(Text passage)
According to a newspaper report in The Bangkok Post, the average size of a condo sold in Bangkok last year was 29.9 square meters in size; 31.1 in 5 neighboring provinces.
Where I come from, the average hotel room is bigger.
Still, I have become accustomed to living in more confined spaces.
While I cannot personally imagine myself residing in such a small space longer than a holiday, my appreciation for making them “livable” has grown since living in Asia.
The “studio” apartment is now the hottest selling product offered on the property market here in Thailand.
How developers and designers approach the particular challenges studios present will determine their success.
This month I randomly selected three show units in Pattaya and Jomtien to compare how they solve the design challenges a studio presents.
There are several key issues that must be addressed when designing a studio. Activities that take place in any condo include sleeping, eating, lounging and storing the occupant’s “stuff”. Let’s look at each unit individually and see how they fare.
Studio 1 is 54 square meters which is huge by modern standards. The bed is a full king size and dominates a corner of the long rectangular shaped room. The sofa too is full sized and faces a wall with the large flat screen, a wardrobe and a round dining table.

Rows from a box labeling dataset:
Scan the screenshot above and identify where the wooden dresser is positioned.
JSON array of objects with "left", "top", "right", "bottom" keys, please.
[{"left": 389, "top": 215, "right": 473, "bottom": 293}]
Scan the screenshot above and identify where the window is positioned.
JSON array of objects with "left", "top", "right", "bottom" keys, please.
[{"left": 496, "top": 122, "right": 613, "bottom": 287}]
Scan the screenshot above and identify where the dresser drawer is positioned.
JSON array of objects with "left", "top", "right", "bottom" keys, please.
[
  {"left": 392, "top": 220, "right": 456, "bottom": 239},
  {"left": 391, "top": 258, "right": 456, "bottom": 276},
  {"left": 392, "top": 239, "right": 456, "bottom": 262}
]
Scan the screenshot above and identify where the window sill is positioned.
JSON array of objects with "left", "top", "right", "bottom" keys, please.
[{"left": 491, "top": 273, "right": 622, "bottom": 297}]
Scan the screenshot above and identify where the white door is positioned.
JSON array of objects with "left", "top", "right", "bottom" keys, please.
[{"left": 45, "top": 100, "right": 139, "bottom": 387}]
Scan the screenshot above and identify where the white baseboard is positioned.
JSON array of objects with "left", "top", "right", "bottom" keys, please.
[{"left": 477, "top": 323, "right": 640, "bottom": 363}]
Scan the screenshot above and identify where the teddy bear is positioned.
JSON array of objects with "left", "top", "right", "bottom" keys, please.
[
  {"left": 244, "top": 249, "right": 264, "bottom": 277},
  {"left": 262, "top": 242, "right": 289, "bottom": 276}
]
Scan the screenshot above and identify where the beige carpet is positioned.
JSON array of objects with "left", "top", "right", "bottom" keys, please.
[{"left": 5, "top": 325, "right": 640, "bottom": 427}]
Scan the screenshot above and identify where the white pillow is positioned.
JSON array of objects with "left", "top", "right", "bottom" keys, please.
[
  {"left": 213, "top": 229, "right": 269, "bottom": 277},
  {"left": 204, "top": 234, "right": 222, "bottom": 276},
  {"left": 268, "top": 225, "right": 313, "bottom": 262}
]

(Short task 1) Report each line in the rows above that contains the word "dresser", copying every such line in full.
(Short task 2) Pick up the piece on studio condos in Pattaya and Jomtien at the point where it stops, and keep writing.

(Final answer 1)
Scan the screenshot above and identify where the wooden dresser is positioned.
Scan the screenshot above and identify where the dresser drawer is positioned.

(Final answer 2)
The kitchen is as large as you’ll find in most one or two bedroom units. The bathroom contains a big walk-in shower with glass enclosure.
The designer of this unit has gotten it right with regard to sleeping and lounging.
The space is big enough to support a king size bed and full sofa. However, the solutions for eating, storage and bathing could use a little work.
The full-blown kitchen could have easily been cut down by a full meter. All that kitchen storage just isn’t necessary in a studio. The dining table seems to be an afterthought and is jammed into one end in a very non-functional way.
Perhaps an eat-in 2 seat arrangement connected to the kitchen would have been a better solution. Or maybe designate the table on the huge double balcony as the “dining area”.
Storage overall is a problem.
This designer opted for a stand-alone wardrobe as the main storage feature, leaving no room to hide suitcases, golf clubs or other large items. The sideboard offers a paltry amount of space; its sole purpose apparently to hold up the TV. With the space given, certainly giving up a few square meters on a closet would have been more logical.
The space allotted for the bathroom is adequate.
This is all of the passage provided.